**What you should do:** Return, unaltered, the part of the entries that opens with their first line and closes with the line containing "655L956 662L955 684H975L979", including both of those lines.

**Records for this task:**
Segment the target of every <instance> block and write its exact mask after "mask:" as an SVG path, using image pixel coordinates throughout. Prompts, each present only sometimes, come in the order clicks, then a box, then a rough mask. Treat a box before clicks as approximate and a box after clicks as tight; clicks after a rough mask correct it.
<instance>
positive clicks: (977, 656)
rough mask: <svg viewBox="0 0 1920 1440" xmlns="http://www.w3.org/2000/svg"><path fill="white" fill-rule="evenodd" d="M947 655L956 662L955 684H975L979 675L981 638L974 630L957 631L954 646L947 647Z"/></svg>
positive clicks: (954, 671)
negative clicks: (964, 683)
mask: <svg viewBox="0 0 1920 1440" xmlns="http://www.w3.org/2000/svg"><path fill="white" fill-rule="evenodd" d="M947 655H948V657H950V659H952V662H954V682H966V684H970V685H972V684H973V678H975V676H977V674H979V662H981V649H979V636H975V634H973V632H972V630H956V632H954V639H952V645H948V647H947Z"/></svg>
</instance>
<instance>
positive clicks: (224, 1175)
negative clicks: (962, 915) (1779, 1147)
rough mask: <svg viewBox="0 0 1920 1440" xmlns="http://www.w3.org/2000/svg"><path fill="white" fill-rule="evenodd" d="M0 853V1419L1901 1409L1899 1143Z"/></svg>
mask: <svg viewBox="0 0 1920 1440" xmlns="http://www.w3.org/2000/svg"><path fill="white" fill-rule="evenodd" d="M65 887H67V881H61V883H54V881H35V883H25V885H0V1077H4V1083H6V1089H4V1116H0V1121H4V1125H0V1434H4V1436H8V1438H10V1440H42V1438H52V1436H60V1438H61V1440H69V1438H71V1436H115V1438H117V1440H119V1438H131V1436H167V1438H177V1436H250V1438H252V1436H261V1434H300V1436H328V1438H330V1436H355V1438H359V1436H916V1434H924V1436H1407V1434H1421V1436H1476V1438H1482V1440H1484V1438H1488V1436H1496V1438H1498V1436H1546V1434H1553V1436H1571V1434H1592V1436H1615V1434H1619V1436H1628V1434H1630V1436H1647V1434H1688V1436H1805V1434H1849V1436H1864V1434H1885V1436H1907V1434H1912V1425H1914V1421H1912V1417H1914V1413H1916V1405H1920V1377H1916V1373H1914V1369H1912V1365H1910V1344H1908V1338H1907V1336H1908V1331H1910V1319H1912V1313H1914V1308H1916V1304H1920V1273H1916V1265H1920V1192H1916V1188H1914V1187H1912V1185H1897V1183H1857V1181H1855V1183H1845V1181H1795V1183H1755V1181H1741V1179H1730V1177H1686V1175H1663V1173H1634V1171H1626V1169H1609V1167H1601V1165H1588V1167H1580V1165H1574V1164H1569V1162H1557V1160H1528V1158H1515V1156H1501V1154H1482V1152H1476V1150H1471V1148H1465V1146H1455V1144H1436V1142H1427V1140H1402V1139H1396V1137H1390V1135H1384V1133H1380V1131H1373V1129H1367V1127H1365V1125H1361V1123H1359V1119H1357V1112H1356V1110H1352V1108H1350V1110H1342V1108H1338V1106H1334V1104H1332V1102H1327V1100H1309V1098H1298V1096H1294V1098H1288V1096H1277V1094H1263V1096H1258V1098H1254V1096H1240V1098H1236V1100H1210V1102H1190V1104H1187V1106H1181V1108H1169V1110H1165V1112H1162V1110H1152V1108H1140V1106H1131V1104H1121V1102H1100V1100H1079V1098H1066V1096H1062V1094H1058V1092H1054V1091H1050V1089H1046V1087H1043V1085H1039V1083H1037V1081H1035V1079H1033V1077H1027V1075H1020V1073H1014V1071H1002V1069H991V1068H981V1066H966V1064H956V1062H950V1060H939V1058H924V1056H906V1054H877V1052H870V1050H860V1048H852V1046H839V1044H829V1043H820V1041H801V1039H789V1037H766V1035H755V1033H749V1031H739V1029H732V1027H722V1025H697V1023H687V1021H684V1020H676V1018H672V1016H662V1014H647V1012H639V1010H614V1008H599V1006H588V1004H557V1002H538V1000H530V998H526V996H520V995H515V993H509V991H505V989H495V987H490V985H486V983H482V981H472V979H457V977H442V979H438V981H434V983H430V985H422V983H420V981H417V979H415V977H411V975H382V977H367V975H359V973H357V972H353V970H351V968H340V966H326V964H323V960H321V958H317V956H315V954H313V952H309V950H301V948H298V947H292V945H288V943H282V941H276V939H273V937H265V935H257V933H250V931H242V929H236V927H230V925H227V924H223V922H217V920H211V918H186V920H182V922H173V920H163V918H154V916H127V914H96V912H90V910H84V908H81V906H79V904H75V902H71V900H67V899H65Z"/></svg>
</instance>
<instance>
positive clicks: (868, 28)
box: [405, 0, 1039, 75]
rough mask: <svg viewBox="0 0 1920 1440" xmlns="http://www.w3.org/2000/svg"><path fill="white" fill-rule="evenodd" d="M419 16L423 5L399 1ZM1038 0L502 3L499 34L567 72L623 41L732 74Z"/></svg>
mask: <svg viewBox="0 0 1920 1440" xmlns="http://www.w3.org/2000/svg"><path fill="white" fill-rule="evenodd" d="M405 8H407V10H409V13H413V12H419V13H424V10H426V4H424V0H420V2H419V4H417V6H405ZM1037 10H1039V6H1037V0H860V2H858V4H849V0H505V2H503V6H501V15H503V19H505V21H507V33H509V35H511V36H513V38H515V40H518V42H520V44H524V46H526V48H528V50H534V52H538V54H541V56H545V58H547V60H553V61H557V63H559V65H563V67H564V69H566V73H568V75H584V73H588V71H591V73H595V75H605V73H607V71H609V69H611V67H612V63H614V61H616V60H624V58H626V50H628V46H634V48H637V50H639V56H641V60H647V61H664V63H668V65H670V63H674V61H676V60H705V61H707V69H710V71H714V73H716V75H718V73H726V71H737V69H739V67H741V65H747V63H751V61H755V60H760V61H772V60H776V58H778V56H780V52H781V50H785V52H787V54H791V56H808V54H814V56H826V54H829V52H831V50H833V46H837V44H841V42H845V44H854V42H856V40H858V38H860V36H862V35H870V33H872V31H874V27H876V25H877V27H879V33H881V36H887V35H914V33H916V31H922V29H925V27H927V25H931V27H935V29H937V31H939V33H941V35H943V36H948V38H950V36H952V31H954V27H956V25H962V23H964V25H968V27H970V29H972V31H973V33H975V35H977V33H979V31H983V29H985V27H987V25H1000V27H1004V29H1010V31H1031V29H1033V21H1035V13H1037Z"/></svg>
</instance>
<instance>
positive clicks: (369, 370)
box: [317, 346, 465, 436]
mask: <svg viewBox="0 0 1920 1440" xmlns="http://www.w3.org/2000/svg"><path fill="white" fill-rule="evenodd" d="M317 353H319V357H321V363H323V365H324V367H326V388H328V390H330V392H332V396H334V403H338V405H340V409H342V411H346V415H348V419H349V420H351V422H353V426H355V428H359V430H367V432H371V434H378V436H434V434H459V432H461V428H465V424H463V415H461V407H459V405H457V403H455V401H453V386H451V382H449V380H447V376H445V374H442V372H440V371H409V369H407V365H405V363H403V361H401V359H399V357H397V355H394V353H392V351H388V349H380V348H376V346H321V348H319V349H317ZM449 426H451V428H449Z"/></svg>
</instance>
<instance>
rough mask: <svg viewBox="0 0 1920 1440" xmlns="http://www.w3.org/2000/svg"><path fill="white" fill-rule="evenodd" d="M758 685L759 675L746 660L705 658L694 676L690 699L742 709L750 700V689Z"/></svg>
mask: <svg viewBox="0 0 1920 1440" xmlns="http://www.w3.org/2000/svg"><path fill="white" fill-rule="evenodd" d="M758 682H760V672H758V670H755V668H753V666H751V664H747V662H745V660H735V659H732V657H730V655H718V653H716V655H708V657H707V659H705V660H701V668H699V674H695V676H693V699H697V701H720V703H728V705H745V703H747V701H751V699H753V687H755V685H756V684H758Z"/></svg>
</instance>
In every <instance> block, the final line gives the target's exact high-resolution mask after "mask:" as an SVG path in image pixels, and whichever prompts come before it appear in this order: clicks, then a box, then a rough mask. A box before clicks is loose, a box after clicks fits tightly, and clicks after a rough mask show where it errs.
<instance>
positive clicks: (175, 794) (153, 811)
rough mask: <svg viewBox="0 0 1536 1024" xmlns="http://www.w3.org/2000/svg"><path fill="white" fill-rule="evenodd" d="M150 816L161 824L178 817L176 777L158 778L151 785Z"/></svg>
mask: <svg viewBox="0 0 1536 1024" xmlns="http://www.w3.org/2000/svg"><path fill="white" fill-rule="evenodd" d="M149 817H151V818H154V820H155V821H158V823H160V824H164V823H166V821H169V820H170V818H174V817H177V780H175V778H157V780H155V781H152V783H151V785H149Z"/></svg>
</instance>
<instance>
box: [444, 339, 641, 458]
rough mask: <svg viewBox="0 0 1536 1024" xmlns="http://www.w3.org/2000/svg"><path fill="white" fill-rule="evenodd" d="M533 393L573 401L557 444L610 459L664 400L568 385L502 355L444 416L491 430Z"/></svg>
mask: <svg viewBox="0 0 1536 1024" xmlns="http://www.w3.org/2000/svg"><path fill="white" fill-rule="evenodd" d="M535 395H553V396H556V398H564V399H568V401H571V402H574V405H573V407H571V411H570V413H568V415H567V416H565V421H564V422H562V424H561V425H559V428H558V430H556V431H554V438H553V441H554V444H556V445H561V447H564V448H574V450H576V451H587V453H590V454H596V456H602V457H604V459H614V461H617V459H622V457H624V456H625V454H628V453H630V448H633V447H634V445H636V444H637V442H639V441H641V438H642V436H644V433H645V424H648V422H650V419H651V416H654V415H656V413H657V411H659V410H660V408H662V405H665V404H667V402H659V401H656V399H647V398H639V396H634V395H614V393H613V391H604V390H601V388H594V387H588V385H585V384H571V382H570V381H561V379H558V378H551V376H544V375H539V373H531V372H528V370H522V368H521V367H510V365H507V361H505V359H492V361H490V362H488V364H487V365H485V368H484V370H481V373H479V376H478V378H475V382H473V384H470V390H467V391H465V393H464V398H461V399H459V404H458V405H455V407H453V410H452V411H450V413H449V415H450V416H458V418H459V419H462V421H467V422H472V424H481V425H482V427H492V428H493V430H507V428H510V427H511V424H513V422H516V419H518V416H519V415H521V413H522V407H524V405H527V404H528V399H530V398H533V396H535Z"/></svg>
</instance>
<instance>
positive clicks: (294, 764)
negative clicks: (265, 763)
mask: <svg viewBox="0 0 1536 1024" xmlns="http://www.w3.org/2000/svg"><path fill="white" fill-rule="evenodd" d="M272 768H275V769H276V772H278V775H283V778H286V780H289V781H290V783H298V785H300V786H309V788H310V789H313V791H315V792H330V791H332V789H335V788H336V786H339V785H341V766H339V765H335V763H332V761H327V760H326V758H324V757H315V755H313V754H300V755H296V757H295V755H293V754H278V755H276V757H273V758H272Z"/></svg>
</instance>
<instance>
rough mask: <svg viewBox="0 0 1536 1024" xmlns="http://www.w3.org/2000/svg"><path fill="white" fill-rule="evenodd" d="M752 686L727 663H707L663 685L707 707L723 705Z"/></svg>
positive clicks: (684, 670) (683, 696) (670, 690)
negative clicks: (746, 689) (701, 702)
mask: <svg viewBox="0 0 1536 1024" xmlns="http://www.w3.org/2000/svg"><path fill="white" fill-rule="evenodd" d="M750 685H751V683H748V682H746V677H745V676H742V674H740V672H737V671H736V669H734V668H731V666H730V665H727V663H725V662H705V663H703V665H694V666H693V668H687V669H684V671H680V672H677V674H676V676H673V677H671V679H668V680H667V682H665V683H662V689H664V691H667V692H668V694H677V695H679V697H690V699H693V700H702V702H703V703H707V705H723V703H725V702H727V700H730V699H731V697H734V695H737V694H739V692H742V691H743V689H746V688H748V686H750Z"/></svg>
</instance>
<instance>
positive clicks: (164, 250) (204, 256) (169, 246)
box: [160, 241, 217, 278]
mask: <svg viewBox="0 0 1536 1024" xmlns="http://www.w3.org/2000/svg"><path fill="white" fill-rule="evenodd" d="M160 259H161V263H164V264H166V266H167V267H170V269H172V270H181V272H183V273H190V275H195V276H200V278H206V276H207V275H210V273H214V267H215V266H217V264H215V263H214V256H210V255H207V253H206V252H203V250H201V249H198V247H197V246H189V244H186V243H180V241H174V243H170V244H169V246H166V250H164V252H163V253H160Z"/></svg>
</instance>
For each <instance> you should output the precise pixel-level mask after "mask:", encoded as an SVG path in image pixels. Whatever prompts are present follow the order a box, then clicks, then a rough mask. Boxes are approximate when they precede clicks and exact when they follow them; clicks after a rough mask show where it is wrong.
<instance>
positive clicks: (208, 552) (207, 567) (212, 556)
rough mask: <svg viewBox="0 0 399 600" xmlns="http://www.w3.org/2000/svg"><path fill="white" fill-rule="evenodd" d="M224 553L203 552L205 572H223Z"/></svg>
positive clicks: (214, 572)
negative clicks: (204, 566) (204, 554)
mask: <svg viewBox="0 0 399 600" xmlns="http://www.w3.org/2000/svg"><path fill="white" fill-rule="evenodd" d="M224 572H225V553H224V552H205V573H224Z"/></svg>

**Solution for this exercise:**
Segment the target of every <instance> block and write its exact mask after "mask:" as an SVG path, using image pixel coordinates throughout. Prompts, each present only sometimes, come in the order clicks, then a box, then a rough mask. Treat a box before clicks as approximate and a box after clicks as tight; clicks after a rough mask correct it.
<instance>
positive clicks: (977, 656)
rough mask: <svg viewBox="0 0 1920 1440" xmlns="http://www.w3.org/2000/svg"><path fill="white" fill-rule="evenodd" d="M947 655L956 662L955 684H975L979 675L981 638L974 630L957 631L954 646L947 647Z"/></svg>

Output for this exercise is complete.